====== Page extract

To be fast, be tense: manipulating your tension for optimal performance

Get fast, find your tension.
Recently a very good article was published in Running Times magazine. This article written by Steve Magness, breaks down the essentials of learning your optimal muscle tension.

What you can do to enter your optimal tension zone for the goal of the day. Are you running a recovery day? A track session? Tempo, hills or maybe racing? These different efforts all require something different from your body, obviously. But these requirements extend beyond your cardiovascular system. The impacts of skeletal muscle, over your entire body will have a great impact on performance and recovery of your total body running system.

I have found the kind of information found in this article very useful in my running career. I was first exposed to this kind of thought when running collegiate cross country at Fort Lewis College. I was able to make the connection with performance and muscle tension, the biomechanics of running. With this information I PR'd at every distance we competed in, running 27:08 for 8k and 33:29 for 10k. Knowing your body is the only way to get the most out of it!

Know what works?
This past weekend I was feeling lethargic and weary, prior to a 10k race. It is customary for me to become extremely relaxed prior to a race. If I don't concentrate on having a calm  mind, then I tend to get anxious and waste a great amount of energy before a race. Either I warm up to hard or too early, rather than do what works best for me.

============
====== Data listing

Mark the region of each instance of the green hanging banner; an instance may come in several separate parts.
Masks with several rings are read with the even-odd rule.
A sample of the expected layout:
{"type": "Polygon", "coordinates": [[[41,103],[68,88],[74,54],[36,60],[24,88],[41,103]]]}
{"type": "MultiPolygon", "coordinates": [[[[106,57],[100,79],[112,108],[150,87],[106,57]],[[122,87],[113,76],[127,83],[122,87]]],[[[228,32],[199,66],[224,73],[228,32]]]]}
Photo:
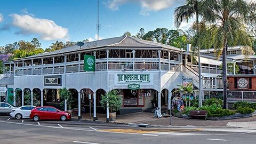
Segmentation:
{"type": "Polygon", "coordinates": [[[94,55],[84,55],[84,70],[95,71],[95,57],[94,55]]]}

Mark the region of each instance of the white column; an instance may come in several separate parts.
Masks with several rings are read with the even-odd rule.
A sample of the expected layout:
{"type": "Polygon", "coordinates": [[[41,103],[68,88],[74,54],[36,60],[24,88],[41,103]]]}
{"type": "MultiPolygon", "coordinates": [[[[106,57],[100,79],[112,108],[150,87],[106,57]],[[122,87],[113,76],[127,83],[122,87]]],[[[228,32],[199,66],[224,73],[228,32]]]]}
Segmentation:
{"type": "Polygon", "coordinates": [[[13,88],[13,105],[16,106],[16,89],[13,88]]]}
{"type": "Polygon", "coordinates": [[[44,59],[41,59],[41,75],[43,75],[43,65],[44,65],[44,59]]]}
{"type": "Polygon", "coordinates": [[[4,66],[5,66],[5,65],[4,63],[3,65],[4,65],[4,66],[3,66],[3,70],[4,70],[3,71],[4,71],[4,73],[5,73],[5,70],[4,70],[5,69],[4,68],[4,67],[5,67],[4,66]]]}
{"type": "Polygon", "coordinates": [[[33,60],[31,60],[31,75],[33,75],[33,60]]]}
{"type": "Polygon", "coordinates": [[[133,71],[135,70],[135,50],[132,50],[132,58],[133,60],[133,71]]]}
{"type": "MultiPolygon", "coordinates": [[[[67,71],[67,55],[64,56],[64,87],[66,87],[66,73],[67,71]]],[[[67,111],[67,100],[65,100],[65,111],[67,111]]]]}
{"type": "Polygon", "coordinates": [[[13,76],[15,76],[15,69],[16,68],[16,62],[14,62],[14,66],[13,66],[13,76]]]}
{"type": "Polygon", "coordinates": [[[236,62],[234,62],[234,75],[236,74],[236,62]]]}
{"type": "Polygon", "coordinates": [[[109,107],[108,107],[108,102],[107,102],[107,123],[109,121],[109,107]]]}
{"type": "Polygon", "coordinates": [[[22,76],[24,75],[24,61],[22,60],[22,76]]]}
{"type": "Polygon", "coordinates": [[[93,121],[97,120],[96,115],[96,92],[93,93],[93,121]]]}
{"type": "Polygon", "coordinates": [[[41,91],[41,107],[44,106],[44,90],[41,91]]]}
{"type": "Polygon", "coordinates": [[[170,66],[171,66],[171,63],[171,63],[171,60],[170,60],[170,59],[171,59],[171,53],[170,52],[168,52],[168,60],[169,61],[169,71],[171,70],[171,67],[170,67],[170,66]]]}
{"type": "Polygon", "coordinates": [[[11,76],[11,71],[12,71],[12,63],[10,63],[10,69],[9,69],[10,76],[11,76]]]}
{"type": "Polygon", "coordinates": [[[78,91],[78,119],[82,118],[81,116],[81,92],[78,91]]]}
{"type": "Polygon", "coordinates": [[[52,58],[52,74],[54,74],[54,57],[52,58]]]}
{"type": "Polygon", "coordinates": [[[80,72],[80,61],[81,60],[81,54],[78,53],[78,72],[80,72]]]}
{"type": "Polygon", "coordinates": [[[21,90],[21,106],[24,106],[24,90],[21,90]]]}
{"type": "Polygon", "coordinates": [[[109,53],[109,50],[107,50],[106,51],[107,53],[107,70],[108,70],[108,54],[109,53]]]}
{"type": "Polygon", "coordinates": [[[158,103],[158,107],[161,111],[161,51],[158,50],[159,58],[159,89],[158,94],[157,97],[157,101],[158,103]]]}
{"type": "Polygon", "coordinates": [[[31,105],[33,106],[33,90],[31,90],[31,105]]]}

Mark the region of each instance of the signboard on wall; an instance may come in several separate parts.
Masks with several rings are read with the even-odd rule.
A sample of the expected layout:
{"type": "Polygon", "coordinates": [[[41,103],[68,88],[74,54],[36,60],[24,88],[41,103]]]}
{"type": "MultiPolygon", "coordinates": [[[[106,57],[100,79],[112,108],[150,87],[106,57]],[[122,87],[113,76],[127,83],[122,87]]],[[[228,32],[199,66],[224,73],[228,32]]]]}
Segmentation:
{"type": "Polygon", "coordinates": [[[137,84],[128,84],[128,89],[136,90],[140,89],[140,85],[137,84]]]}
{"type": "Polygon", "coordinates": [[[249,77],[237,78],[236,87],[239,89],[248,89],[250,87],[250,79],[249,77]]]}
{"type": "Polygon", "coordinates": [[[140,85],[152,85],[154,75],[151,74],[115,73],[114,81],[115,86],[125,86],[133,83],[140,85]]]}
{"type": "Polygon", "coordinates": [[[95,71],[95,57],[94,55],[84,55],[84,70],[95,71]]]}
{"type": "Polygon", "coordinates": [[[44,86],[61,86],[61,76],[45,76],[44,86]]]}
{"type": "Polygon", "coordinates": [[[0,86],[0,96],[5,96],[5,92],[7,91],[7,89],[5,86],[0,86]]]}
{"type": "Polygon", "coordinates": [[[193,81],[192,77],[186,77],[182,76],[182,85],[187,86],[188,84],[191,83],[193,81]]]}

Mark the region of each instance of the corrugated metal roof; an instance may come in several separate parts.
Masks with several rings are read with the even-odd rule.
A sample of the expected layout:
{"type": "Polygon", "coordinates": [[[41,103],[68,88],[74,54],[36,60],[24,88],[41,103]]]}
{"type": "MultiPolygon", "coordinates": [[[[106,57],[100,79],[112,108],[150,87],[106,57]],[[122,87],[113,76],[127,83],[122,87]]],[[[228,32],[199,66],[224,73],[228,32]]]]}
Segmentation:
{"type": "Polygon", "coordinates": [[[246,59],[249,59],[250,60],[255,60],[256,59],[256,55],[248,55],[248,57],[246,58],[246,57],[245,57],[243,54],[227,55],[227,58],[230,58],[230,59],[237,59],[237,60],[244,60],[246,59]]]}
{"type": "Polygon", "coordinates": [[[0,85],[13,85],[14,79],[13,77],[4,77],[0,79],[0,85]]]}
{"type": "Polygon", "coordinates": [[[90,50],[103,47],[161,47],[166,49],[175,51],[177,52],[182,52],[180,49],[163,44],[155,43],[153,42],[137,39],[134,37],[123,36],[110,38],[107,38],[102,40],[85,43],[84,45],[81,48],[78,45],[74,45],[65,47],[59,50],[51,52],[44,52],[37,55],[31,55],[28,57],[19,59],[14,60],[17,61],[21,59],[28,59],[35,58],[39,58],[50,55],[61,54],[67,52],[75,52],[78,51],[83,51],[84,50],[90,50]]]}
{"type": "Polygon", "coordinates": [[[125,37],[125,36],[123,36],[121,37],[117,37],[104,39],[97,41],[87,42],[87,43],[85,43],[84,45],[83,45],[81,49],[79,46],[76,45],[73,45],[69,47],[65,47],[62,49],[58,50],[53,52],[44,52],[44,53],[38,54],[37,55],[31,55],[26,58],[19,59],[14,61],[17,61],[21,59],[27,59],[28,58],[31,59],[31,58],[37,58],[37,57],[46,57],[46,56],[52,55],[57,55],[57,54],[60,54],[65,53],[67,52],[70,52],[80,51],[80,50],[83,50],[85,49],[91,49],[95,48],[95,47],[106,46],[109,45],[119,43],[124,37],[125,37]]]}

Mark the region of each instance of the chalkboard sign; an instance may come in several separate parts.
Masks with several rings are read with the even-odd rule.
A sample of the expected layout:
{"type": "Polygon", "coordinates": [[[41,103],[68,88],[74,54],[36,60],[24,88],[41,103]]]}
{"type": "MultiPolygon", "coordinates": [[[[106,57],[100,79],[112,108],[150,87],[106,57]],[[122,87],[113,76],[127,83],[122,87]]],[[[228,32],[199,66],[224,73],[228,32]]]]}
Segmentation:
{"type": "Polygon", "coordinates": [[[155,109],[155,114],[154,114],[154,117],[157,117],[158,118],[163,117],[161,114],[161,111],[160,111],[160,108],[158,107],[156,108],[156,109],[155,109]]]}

============
====== Data listing

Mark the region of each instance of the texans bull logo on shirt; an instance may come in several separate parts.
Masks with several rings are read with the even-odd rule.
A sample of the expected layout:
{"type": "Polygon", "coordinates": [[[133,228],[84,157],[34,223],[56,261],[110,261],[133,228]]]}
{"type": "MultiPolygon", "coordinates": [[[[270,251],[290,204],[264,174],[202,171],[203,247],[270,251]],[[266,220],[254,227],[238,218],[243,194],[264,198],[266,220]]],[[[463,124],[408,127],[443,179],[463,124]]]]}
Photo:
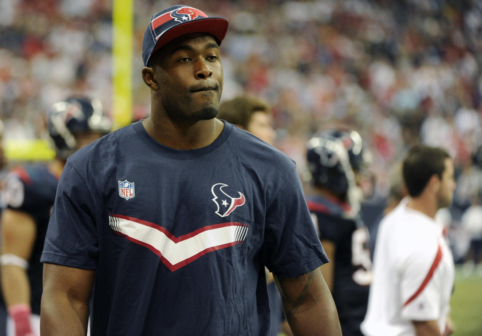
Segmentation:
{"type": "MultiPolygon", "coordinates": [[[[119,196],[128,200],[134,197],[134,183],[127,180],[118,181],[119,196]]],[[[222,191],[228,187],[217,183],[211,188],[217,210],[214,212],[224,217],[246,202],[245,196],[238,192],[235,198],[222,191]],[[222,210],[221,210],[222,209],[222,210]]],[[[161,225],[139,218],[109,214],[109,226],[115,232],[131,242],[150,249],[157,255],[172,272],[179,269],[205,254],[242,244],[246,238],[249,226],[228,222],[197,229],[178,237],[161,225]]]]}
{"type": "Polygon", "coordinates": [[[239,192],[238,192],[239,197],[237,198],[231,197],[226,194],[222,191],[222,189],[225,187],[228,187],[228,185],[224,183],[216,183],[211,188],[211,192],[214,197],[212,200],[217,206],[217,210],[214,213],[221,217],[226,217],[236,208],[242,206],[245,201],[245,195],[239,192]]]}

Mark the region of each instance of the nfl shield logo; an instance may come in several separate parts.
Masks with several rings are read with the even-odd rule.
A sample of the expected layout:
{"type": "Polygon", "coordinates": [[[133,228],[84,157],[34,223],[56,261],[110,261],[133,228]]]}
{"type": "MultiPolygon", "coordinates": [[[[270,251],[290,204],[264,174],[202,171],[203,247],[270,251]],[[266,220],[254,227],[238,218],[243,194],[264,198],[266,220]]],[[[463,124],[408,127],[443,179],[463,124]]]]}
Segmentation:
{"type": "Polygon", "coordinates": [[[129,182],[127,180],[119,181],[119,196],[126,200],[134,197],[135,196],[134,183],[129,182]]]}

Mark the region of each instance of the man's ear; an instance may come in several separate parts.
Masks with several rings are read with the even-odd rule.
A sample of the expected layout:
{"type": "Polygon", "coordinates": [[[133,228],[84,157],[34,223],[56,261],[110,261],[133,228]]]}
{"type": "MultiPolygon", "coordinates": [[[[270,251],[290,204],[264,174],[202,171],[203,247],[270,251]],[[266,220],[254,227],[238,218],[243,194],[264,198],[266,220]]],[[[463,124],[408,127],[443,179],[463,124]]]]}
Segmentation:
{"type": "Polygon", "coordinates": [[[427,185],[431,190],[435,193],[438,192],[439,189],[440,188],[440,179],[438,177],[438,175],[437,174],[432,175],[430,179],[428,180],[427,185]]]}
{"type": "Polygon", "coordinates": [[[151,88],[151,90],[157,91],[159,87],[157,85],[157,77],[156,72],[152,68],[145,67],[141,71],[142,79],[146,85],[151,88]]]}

============
====== Data listing

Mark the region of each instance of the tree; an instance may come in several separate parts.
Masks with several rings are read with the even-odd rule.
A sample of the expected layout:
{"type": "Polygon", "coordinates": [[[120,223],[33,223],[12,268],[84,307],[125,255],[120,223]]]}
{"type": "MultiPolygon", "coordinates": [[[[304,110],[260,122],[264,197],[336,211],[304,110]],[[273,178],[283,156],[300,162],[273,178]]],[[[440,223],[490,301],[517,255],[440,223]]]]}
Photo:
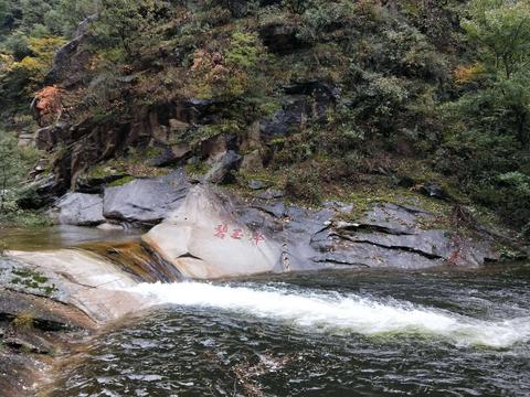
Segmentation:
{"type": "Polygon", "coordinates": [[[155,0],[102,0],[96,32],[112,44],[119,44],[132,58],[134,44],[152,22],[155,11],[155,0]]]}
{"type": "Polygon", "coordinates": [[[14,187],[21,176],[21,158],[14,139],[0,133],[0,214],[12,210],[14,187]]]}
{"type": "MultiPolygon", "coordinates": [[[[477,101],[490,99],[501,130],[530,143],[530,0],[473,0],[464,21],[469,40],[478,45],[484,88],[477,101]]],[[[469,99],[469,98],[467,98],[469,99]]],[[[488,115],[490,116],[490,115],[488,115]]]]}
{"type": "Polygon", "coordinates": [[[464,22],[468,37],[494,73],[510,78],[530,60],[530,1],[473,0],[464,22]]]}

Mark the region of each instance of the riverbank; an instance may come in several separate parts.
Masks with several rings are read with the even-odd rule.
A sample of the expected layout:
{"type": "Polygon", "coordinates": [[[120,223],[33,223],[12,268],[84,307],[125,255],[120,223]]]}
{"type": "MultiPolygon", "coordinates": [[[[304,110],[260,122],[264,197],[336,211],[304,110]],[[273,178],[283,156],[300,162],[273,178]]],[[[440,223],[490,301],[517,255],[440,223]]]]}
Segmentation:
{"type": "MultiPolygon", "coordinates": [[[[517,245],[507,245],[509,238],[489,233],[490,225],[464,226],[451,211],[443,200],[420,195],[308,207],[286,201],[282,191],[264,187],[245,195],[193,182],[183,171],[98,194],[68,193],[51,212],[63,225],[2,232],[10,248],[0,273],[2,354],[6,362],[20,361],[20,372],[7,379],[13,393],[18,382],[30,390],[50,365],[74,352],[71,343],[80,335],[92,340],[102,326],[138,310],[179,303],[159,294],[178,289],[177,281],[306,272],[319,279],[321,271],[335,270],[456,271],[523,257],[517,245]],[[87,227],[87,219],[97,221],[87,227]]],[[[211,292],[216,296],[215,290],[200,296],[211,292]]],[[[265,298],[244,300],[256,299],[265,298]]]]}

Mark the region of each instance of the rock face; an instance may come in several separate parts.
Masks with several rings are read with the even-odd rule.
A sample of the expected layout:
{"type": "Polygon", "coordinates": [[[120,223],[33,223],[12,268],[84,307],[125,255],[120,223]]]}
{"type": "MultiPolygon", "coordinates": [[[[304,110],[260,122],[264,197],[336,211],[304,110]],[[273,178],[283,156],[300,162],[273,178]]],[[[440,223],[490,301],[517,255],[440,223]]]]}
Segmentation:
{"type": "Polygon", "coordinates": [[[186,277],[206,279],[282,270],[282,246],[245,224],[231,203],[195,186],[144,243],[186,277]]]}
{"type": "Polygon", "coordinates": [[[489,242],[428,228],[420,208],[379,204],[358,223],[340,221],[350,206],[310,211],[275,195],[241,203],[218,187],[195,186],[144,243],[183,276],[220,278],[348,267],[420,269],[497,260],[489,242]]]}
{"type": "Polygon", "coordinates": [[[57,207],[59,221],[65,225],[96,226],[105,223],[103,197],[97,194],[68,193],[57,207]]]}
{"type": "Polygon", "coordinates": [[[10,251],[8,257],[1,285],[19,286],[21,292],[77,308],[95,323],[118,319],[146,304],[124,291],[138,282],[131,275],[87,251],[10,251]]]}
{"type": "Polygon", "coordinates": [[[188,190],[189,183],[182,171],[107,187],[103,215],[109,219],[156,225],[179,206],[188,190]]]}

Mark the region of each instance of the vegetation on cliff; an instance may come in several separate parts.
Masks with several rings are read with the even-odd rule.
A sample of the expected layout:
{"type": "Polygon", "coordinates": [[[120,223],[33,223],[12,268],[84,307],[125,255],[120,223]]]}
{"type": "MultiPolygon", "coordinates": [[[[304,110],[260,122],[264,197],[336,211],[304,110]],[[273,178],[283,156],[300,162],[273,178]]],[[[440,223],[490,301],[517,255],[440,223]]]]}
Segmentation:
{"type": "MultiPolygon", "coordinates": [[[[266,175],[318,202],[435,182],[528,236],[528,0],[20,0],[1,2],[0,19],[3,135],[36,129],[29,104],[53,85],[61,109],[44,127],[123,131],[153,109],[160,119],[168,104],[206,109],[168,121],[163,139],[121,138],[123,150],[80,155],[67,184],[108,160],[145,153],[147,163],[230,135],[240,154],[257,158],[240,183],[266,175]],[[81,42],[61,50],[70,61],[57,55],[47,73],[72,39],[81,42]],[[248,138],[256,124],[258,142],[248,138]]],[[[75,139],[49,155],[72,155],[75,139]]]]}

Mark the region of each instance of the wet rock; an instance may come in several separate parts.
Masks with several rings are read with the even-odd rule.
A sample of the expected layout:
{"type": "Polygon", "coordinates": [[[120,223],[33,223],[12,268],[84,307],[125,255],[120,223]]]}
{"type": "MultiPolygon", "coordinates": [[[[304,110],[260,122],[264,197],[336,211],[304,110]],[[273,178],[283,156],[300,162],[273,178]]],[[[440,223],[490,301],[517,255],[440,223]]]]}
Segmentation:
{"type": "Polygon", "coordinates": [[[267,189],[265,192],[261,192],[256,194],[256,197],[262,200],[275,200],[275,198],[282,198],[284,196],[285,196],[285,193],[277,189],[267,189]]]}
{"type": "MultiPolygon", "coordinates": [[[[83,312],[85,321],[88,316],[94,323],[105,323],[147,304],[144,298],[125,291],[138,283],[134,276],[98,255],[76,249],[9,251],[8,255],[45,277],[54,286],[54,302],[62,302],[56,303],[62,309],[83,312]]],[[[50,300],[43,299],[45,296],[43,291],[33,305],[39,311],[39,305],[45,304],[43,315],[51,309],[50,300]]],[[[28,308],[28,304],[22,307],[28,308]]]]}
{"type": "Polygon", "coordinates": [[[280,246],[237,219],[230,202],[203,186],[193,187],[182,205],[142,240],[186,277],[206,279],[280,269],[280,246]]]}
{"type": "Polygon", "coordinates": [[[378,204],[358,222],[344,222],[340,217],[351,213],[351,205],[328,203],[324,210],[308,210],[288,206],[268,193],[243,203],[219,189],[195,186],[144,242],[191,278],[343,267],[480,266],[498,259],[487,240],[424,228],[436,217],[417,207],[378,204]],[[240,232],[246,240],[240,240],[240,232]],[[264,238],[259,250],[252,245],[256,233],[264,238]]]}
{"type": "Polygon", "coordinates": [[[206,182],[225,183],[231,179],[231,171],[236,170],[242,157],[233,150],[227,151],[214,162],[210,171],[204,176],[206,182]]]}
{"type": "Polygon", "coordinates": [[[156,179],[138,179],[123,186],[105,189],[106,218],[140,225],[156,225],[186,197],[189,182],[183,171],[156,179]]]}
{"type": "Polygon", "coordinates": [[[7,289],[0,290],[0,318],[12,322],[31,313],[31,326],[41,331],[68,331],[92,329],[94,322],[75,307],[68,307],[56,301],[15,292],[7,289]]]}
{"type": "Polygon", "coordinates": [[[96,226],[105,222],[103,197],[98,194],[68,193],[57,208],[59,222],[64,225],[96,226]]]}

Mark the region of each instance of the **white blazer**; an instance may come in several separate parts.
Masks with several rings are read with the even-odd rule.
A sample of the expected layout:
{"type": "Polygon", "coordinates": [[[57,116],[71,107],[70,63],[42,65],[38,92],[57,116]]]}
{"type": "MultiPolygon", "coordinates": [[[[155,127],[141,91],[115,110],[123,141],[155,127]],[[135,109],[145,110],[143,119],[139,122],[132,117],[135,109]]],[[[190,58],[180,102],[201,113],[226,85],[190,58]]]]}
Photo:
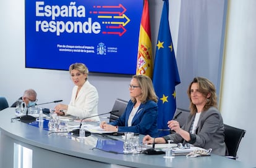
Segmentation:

============

◆ Exercise directions ◆
Copy the muscle-tension article between "To be fast, be" and "optimal muscle tension.", inclusive, renaming "tension" to "tightness". The lines aren't needed for anything here.

◆ Solved exercise ◆
To be fast, be tense: manipulating your tightness for optimal performance

Get fast, find your tightness.
Recently a very good article was published in Running Times magazine. This article written by Steve Magness, breaks down the essentials of learning your optimal muscle tightness.